#### Passage to read
+ + + + + + +
The middle-sized maps include Blast, Cargo and Drop Zone. Blast is similar to the Battle stages in the single player and Cargo is pretty much the standard capture the flag. Drop Zone is another capture flag, but damn difficult to win.
The smaller maps are some of my favourite, mainly because they highlight the heroes the most. There’s Droid Run, another capture the flag (only this time the flag is moving), Hero Hunt and Heroes vs Villains (my personal favourite of all nine modes). In Heroes vs Villains, all six heroes are in play. The first one to lose all three heroes (three for each team) loses the round. It’s particularly awesome when you have a showdown, like this one time I beat Darth Vader as Luke Skywalker. The same when I killed Boba Fett as Han Solo. I would’ve liked more heroes, good and bad, as the franchise is so big, so to be limited to just six is a bit of a sucker punch.
+ + + + + + +
#### Given information
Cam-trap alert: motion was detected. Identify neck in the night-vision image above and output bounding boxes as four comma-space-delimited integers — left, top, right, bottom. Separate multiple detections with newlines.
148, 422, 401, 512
+ + + + + + +
#### Assignment A
List every game mode named in the multiplayer review.
#### Assignment B
According to the multiplayer review, what causes a team to lose a round of Heroes vs Villains?
#### Assignment C
Please go on with the multiplayer review, picking up after its final sentence.

#### Answer A
Blast, Cargo, Drop Zone, Droid Run, Hero Hunt, Heroes vs Villains

#### Answer B
Losing all three of its heroes first.

#### Answer C
A Visual Spectacle
What excels more than anything else in this game are the visuals. I have never played a more beautiful game. From the animation to the explosions, everything is highly detailed and cannot be faltered. I couldn’t spot a single frame out of place and not one sound effect was delayed. To say this game is polished is a massive understatement. It’s slick, clean and breath taking. You almost want to look at things, but you really can’t, you know, because enemies. Another positive was how well it handled in both first and third person. I chose to play in third person because it looked more like Star Wars and it’s generally my preferred playstyle.
It’s not all roses though. There’s very little in the way of customisation. The weapons are shockingly limited and the Star Card system does not look like it has a full deck. Character customisation is also fairly limited. For a game this pricey, I’d expect a proper character create section. Instead, you’re given basic-looking characters and you need unlock minor details using the game’s credit system. In total, there are 11 guns and 24 star cards. The only character I’d like to unlock is the Twi’Lek, but I need to have 17 000 credits and be at Rank 50 to unlock it – what a nightmare.
The offline stuff can easily be completed in about 3 – 4 hours (the survival maps taking up most of that time), but the meat of the game is in the multiplayer. If you’re a Battlefield fan or a Star Wars fan, then you’ll find this part wonderful. Getting to play in all-out warfare in AT-STs, A-Wings or as Han Solo will give you the best gaming highs of all. Despite not being an online fan, I’ve pumped in about 8 hours and played 49 matches – not bad for a game with no story.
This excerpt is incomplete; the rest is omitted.